• Goal of the exercise:
Search the entries for the line containing "Query: pedestrian walking". Repeat it, then every line after it, exactly through the final line.

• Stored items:
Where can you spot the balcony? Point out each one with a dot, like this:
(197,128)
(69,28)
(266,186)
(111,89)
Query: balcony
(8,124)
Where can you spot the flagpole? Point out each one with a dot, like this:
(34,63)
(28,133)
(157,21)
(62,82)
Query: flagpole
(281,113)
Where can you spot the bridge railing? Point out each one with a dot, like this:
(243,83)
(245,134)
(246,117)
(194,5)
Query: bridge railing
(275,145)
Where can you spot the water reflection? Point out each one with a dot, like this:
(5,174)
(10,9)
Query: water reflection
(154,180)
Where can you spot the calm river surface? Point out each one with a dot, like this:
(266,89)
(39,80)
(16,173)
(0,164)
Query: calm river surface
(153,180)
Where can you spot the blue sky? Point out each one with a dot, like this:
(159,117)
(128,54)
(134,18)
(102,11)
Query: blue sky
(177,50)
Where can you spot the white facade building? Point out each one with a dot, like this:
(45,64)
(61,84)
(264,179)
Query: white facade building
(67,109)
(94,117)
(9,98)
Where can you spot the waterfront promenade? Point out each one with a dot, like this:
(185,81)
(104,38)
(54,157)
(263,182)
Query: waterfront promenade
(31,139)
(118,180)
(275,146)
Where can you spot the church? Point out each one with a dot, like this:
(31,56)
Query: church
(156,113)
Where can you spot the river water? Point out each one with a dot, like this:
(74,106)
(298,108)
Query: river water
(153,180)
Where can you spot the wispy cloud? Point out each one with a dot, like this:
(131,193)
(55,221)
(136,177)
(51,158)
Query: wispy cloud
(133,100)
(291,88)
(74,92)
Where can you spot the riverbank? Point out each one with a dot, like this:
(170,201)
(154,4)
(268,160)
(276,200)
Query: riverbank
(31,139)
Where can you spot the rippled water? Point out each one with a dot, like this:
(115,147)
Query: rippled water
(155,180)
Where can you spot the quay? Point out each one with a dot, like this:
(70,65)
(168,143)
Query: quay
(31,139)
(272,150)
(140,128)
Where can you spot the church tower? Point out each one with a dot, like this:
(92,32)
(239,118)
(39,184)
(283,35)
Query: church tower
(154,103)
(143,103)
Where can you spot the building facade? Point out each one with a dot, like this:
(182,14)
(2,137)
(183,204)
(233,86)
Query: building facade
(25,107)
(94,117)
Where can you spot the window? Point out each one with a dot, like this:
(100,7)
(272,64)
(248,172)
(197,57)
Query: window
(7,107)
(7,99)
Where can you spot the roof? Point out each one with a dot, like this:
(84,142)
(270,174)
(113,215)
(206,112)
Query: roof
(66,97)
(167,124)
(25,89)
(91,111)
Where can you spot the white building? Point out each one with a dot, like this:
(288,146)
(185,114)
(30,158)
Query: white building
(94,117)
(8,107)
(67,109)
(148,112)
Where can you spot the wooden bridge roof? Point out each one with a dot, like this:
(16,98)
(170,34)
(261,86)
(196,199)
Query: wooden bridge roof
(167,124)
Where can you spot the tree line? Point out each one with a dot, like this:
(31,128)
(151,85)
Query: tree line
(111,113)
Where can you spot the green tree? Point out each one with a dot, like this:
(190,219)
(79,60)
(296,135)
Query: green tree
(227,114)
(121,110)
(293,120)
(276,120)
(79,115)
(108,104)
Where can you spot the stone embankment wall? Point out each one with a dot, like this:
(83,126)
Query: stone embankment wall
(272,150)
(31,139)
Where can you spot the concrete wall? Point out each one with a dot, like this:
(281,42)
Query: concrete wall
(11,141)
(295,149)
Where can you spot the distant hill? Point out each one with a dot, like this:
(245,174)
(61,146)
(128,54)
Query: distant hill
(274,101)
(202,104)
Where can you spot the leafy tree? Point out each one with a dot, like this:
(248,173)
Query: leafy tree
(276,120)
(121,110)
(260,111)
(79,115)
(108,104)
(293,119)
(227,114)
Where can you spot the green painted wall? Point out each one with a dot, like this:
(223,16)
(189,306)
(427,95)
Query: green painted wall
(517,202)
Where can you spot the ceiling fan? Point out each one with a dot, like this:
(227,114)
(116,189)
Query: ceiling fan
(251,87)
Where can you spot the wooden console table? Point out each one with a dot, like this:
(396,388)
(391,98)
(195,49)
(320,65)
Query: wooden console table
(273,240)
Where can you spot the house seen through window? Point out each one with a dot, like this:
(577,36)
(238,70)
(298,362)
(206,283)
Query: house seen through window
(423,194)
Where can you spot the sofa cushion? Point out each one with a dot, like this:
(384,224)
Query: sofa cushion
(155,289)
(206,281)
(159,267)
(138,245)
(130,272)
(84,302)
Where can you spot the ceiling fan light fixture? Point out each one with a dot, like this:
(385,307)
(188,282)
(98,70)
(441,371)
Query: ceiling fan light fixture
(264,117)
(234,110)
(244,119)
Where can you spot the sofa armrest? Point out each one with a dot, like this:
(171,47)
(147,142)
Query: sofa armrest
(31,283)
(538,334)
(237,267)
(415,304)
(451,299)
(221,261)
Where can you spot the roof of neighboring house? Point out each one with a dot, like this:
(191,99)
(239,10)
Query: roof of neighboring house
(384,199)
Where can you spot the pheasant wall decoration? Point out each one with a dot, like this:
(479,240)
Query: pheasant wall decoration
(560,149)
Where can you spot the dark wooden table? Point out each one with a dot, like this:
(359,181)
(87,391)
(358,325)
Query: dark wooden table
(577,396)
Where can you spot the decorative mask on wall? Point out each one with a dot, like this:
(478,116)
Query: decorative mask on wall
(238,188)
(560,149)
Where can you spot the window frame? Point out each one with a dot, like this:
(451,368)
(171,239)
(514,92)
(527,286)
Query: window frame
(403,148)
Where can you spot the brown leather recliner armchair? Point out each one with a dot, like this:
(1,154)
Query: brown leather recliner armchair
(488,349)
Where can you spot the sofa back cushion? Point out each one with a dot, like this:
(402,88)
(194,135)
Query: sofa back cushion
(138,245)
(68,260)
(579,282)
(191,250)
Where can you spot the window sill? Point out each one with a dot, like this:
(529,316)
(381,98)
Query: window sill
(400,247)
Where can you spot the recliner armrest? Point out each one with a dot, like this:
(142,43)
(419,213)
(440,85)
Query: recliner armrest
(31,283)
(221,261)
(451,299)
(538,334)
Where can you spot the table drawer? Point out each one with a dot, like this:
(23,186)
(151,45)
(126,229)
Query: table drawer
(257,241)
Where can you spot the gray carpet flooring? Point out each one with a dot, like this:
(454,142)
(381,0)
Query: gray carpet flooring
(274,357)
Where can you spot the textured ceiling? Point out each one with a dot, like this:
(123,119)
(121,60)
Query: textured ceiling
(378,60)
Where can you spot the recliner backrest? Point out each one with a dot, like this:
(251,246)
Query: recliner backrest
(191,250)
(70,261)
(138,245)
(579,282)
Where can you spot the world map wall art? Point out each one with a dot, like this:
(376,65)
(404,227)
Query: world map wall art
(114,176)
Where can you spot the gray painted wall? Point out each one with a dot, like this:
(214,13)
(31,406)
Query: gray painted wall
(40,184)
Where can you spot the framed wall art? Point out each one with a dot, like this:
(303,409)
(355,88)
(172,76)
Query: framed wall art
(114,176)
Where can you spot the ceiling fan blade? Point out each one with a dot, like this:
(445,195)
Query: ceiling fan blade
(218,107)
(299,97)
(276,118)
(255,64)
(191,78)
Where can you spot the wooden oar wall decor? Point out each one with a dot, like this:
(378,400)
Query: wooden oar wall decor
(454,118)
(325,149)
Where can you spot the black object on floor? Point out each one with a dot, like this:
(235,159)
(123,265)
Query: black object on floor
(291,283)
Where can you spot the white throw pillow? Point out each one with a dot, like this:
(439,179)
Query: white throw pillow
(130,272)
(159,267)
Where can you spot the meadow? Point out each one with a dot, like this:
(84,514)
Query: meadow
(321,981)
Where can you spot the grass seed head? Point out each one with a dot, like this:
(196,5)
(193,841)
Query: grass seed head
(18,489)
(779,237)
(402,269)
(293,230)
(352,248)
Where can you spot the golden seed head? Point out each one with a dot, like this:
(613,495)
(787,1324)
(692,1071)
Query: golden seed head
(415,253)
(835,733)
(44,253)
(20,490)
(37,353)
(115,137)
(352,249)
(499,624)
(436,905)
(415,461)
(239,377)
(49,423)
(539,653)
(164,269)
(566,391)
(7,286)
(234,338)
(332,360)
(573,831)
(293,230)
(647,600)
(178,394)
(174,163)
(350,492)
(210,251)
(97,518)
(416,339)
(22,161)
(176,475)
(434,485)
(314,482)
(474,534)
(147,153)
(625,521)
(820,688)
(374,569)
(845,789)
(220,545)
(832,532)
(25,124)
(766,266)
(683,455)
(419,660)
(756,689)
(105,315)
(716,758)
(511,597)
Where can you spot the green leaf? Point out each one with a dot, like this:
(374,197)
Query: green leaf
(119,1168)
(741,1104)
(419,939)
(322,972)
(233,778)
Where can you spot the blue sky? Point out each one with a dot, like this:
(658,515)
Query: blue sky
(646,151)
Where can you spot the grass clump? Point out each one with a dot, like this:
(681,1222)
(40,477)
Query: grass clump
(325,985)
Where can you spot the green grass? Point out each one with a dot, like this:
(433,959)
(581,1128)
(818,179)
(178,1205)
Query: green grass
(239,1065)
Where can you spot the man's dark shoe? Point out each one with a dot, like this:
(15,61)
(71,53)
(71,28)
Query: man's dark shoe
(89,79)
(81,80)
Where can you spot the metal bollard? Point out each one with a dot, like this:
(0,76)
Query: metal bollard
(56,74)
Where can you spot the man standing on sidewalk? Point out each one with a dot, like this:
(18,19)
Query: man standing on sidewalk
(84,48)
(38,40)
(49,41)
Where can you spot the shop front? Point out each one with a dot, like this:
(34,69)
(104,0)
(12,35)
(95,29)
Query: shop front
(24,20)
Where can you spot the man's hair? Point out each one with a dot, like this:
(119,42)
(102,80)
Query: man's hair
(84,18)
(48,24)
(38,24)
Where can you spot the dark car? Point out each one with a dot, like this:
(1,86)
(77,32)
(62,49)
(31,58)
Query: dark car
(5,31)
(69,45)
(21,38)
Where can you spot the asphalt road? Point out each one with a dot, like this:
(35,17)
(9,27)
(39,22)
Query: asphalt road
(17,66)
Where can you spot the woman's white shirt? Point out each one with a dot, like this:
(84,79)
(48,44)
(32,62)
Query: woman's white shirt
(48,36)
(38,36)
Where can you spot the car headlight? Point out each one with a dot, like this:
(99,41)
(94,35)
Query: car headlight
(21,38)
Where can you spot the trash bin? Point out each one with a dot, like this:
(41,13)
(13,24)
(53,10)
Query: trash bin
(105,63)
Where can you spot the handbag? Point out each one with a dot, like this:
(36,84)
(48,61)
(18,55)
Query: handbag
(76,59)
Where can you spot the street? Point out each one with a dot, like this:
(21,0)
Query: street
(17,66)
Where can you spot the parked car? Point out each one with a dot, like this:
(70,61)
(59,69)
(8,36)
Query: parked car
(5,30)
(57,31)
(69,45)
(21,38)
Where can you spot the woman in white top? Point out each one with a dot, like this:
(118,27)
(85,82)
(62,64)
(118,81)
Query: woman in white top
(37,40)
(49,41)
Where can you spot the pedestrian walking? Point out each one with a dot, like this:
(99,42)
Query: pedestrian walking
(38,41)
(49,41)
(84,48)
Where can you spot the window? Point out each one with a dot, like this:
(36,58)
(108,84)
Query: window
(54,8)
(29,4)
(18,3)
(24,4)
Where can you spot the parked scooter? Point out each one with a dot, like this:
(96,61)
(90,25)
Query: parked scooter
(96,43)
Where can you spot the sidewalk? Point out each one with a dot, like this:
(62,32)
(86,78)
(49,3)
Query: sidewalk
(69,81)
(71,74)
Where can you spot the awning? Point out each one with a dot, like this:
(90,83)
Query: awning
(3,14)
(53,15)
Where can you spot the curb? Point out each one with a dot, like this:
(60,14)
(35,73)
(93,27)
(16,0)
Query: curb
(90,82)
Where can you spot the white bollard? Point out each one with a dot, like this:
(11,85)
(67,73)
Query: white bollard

• Output of the task:
Query: pedestrian walking
(38,41)
(49,41)
(84,48)
Where can you spot the window? Point out each one with a dot, like this:
(36,58)
(108,84)
Query: window
(54,8)
(29,4)
(18,3)
(24,4)
Where can you spot the parked scooter? Point out each one with a dot, like this:
(96,61)
(90,25)
Query: parked scooter
(96,43)
Where can you spot the sidewalk? Point out each one with a dot, like this:
(62,32)
(86,78)
(49,3)
Query: sidewalk
(69,81)
(71,74)
Where can you spot the awning? Point out each one with a dot, like this:
(90,83)
Query: awning
(3,14)
(53,15)
Where can you spot the curb? Point out each one with a dot, like this:
(60,14)
(35,73)
(93,27)
(16,0)
Query: curb
(90,82)
Where can you spot the white bollard? Point out each one with a dot, like this:
(11,85)
(67,73)
Query: white bollard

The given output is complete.